_Problem to work on_:
Please repeat the rows from the line with "[mark] the sand" up to and including the line with "Target: white bikini", copying each one character for character.

[start Records to use]

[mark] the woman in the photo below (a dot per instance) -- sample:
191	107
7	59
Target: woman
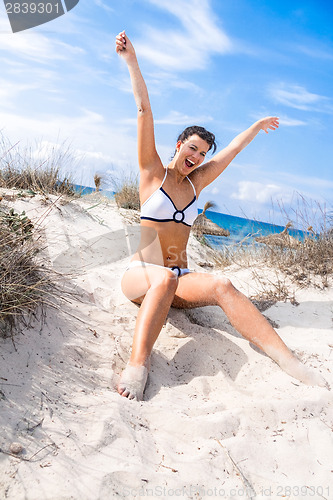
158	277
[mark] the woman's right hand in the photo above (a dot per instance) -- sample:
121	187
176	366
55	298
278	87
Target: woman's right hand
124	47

[end Records to use]
[start Records to use]

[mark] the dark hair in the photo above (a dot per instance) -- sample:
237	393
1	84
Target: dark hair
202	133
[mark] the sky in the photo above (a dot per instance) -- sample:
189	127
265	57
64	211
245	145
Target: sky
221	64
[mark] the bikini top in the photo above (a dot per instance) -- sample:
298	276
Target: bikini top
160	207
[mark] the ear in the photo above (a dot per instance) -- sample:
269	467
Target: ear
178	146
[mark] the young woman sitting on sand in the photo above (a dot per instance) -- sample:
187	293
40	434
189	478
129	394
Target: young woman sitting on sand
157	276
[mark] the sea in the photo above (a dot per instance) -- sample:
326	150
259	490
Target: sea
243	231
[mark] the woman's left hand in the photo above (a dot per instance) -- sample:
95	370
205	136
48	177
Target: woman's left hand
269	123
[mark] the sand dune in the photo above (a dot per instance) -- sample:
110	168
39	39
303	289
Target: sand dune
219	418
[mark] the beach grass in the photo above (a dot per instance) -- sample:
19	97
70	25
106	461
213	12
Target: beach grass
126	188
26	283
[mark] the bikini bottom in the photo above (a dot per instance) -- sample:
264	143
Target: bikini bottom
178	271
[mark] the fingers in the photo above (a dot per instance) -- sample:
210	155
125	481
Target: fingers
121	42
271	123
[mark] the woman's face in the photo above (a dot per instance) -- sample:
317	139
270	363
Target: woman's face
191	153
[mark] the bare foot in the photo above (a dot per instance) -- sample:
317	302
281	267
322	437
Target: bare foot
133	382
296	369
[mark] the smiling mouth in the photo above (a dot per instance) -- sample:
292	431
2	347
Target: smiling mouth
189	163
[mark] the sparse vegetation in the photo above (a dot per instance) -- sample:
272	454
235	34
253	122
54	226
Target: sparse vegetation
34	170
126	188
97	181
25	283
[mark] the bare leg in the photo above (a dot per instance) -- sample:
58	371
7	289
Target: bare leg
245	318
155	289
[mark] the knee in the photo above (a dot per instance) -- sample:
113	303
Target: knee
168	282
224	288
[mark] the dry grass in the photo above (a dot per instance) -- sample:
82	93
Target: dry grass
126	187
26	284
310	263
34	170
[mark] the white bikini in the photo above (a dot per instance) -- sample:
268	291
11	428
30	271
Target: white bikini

[end Records to use]
[start Records to use]

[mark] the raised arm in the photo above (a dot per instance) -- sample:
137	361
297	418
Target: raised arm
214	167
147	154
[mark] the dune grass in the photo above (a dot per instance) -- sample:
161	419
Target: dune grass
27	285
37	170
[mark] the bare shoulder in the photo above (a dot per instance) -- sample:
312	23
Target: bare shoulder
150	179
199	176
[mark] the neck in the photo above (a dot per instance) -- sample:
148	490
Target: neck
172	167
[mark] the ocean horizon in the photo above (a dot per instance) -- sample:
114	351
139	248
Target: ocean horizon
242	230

[end Records to use]

_Completed task_:
[mark] the sand dune in the photo above (a dot per instance) -- sample:
110	168
39	39
303	289
Target: sand dune
219	418
[mark] the beach grass in the photo above (a dot per instance) -- sample:
19	97
70	25
106	461
213	12
Target: beach grass
126	188
26	283
[mark] the bikini bottom in the photo above (a dot per instance) -- sample:
264	143
Target: bikini bottom
178	271
[mark] the fingers in the photo above (a dot per instance) -- sample:
210	155
125	481
Target: fingers
121	42
271	123
[mark] the woman's face in the photo above (a dot per instance) -- sample:
317	139
270	363
Target: woman's face
191	153
[mark] the bare foot in the photo above (a dot per instance) -- sample:
317	302
281	267
322	437
Target: bare foot
133	382
296	369
[mark] the smiling mouth in the photo above (a dot per instance) -- sample:
292	431
2	347
Target: smiling mouth
189	163
[mark] the sparse vegetation in the photo above (a dot per instance) -- sample:
272	454
235	34
253	122
54	226
Target: sparse vegetation
34	170
126	188
97	181
25	283
[mark] the bare leg in the photo above (a dot per instance) -- sample:
58	371
7	289
Target: bare leg
245	318
155	289
[mark] the knee in the photo above (a dot per instance) -- sample:
113	303
Target: knee
168	282
224	288
[mark] the dry grass in the photo above (a dot per instance) -- sample:
82	93
Target: dry grass
126	187
26	284
310	263
34	170
[mark] the white bikini in the photo above (a dot per instance) -- sample:
268	291
11	428
30	271
Target: white bikini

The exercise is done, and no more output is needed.